Return all the lines below, exactly as they read.

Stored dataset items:

┄┄┄┄┄┄┄┄┄┄┄┄┄┄┄┄┄┄┄┄

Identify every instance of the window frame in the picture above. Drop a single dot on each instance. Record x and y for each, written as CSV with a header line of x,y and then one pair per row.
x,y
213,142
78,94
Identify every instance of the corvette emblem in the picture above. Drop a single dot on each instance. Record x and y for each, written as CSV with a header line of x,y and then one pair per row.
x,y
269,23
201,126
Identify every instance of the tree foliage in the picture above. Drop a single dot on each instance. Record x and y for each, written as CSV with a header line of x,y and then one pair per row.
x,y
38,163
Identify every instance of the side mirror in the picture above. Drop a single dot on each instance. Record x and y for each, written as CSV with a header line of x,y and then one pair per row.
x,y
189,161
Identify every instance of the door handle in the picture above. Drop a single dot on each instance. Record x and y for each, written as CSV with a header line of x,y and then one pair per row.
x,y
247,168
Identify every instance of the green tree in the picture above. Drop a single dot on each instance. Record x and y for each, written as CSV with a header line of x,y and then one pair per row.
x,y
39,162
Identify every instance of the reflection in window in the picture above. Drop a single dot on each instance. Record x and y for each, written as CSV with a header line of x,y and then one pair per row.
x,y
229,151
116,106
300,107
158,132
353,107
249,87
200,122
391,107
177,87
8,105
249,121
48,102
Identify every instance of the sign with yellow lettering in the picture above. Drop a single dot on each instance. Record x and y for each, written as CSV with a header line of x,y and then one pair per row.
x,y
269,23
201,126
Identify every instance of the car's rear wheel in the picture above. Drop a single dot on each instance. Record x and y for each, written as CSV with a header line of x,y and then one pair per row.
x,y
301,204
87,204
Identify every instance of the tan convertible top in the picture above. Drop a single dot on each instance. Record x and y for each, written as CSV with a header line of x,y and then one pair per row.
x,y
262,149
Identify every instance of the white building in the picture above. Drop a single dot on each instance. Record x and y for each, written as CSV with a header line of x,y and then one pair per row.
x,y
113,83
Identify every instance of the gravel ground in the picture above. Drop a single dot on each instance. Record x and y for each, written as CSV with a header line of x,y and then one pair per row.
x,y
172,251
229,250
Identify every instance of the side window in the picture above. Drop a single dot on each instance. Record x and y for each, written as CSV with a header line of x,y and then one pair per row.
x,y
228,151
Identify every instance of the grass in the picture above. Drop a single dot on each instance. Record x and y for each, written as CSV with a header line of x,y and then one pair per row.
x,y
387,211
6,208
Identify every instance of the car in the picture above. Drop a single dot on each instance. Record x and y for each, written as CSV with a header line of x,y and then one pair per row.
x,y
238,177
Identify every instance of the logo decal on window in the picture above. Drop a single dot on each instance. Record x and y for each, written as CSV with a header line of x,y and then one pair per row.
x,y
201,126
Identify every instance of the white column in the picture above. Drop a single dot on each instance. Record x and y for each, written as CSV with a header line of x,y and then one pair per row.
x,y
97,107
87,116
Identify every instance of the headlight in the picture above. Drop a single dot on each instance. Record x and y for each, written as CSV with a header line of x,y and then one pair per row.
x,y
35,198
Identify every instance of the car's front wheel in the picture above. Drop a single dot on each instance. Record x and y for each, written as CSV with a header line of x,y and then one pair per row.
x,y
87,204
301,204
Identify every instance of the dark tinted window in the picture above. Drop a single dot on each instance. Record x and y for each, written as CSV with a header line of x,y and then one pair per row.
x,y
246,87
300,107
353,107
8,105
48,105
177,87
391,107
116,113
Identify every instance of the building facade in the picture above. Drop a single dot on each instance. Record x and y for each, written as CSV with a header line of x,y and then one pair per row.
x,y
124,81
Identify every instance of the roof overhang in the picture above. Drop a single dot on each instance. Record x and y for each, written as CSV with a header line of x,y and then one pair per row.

┄┄┄┄┄┄┄┄┄┄┄┄┄┄┄┄┄┄┄┄

*COMPLETED TASK*:
Identify every instance of the window frame in the picture above. Drop a single dot on each instance. Record x and y for each, written as CSV with a header line of x,y and then one pair per row.
x,y
213,142
78,94
Identify every instance of the corvette emblem in the picture above. Drop a single dot on each instance. Record x and y for each, written as CSV with a header line of x,y and then one pair per row.
x,y
269,23
201,126
Identify every instance of the tree foliage in the picture above. Drop a single dot on each instance. Record x and y for each, written as CSV with a header line of x,y and then one pair per row.
x,y
38,163
Identify every instance of the side mirror in the picture above. Drop a single dot on each instance. Record x and y for each, written as CSV with a header line of x,y and then one pair per row.
x,y
189,161
Identify every instance of the door handle in the picture above. Drop a single dot on each instance. Record x and y for each, written as CSV with a header line of x,y and then one pair per row.
x,y
247,168
Identify every instance of the green tree in the picture above. Drop a single dot on each instance. Record x and y for each, written as CSV with a header line of x,y and then one pair per row.
x,y
39,162
Identify every instance of the reflection in window in the picture above. Drop a single dot on each instance. Record x and y for each, written as CSV with a header line of x,y and then one pair per row.
x,y
229,151
116,106
300,107
158,132
353,107
249,87
200,122
391,107
177,87
8,105
249,121
48,102
Identify every instance of the sign with yellow lettering in the picture above. Drop a single dot on each instance. Record x and y for each, written as CSV with a header line of x,y and then one pair per row.
x,y
269,23
201,126
Identify every instance of the car's rear wheel in the picture above. Drop a single dot on each instance. Record x and y for each, written as CSV with a header line of x,y and then one pair per row.
x,y
301,204
87,204
Identify every instance of the tan convertible top in the picture above. Drop a single dot on each instance. Record x and y for each, written as CSV with a header line of x,y and then one pair per row.
x,y
262,149
Identify every instance of the white building in the picture above. Drop a single dot on each instance. Record x and y for each, written as CSV with a header line of x,y and then one pair per row.
x,y
113,83
Identify every instance of the gravel ground in the picture above. Drop a single dot on each instance. Record x and y for each, written as CSV with a header line of x,y and then one pair per row.
x,y
172,251
229,250
Identify every instance of the side window in the picture above. Drop a single dot on each instance. Record x and y for each, written as CSV with a header line of x,y and then one pair per row.
x,y
228,151
Identify every instance of the grass in the picture above. Drop a single dot on each instance. Record x and y for each, written as CSV with a header line of x,y and then one pair per row.
x,y
387,211
6,208
Identify every instance of the car in the picture above. Drop a single dot on each instance. Record x and y for each, written as CSV with a header line of x,y and then one pair per row.
x,y
238,177
Identify every instance of the logo decal on window in the picture above. Drop a single dot on each instance. Record x and y for each, written as CSV with a header line of x,y and then one pair per row.
x,y
201,126
Identify every instance of the white column in the picture above. Drop a single dot on each instance. Record x and y for each, written as CSV with a header line of x,y and then one pair per row.
x,y
97,107
87,116
Identify every instance of the headlight in the picture above. Drop a single dot on each instance. Record x and y for each, written as CSV with a header line of x,y and then one pair per row.
x,y
35,198
Identify every instance of the car's front wheel in the picture above. Drop a single dot on each instance. Record x and y for each, written as CSV with a header line of x,y and then one pair per row.
x,y
87,204
301,204
Identify every instance of the dark tinted window in the picture above. Drop a single dot on each instance. Record x and y for each, written as CSV with a header line of x,y and then one pair per row.
x,y
246,87
300,107
353,107
8,105
48,105
177,87
391,107
116,113
Identify every instance of the building facade in the picture above. Drop a single dot on each instance. Record x and y for each, written as CSV with a header line of x,y and then one pair per row.
x,y
124,81
Identify every instance of the roof overhang in the picture above. Drop a single dot on each instance. Record x and y for each, written as CSV with a header line of x,y and then one pair per row.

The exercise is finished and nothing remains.